- Excerpted passage
## begin

Saturday 9 November 2002
’Global integration is proceeding at breakneck speed and with amazing reach. But the process is even and unbalanced, with uneven participation of countries and people in the expanding opportunities of globalisation - in the global economy, in global technology, in the global spread of cultures and in global governance. The new rules of globalisation and the players writing them focus on integrating global markets. Neglecting the needs of people that markets cannot meet. The process is concentrating power and marginalizing the poor both countries and people’
The phenomenon of globalization has brought about many changes at the national and international level. Many persons argue that in general these changes have been very positive. They point to the increases in world trade and cooperation among states, the spread of greater knowledge and awareness of different cultures, the easy accessibility of information and the development of new technologies as evidence of the success and value of globilization.
At the same time however, it can also be argued that the globlization process has benefited some countries more than others. When one examines the process closely, it is clear to see that only a few countries have actually benefited from increased growth in technology as well as the wealth made from increased trade.
A 1999 United Nations Development Programme (UNDP) Human Development Report pointed out that the highest income countries like the USA and Europe also have the largest portion of world Gross Domestic Product (GDP), they also control over 80% of the world market for export, they have 91% of all internet users and 71% of global trade in goods. On the other hand developing countries have been experiencing increased levels of poverty, economic instability and it is estimated that within the developing world 1.3 billion people live on income of less than one dollar (1$) a day.
This current process has many different yet connected characteristics, which can have varying impacts on different countries. Some of these are:
Of these characteristics the most pervasive is the increased movement towards trade liberalization. The rationale behind trade liberalization suggests that the elimination of barriers to trade, the dimantling of protective regimes and the removal of government control over the market will fuel competition. This competition it is argued will in turn generate efficiency and productivity as firms try to ensure their survival in the market place. Therefore companies or sectors that fail in this competitive environment are said to do so because they are basically inefficient and weak. Further the current system is built on the premise that everyone has the ability to benefit from the system in the same way once they are prepared to adhere to a set of generalized rules and prinicples.

## end

According to the 1999 UNDP report cited in the globalization passage, what share of all internet users do the highest income countries have? The lines after this point have no part in this work.

- Dataset

## begin

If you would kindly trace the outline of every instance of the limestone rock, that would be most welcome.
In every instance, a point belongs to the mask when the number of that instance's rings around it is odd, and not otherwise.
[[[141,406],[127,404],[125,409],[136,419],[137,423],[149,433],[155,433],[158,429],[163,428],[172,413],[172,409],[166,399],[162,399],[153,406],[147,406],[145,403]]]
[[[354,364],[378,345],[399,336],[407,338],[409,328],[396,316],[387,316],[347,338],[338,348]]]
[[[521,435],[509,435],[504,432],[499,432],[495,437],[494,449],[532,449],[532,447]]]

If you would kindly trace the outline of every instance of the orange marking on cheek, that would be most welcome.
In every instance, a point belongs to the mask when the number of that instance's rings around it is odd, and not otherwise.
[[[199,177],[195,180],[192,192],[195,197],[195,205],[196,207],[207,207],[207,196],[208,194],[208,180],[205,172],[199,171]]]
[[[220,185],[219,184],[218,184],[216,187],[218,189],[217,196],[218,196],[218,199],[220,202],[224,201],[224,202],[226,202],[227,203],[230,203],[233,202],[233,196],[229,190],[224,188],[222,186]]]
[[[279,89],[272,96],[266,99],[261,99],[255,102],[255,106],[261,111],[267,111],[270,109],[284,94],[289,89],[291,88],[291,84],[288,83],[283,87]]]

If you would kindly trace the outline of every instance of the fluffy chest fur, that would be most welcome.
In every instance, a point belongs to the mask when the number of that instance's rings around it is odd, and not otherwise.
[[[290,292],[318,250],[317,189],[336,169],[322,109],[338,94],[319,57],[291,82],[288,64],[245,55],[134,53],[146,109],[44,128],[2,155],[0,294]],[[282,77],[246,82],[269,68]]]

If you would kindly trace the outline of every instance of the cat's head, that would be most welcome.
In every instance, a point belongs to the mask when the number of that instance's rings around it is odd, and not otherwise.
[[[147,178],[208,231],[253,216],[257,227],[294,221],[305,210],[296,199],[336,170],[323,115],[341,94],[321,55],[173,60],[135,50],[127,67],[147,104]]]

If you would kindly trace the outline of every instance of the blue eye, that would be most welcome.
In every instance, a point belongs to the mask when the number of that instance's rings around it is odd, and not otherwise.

## end

- Exercise response
91%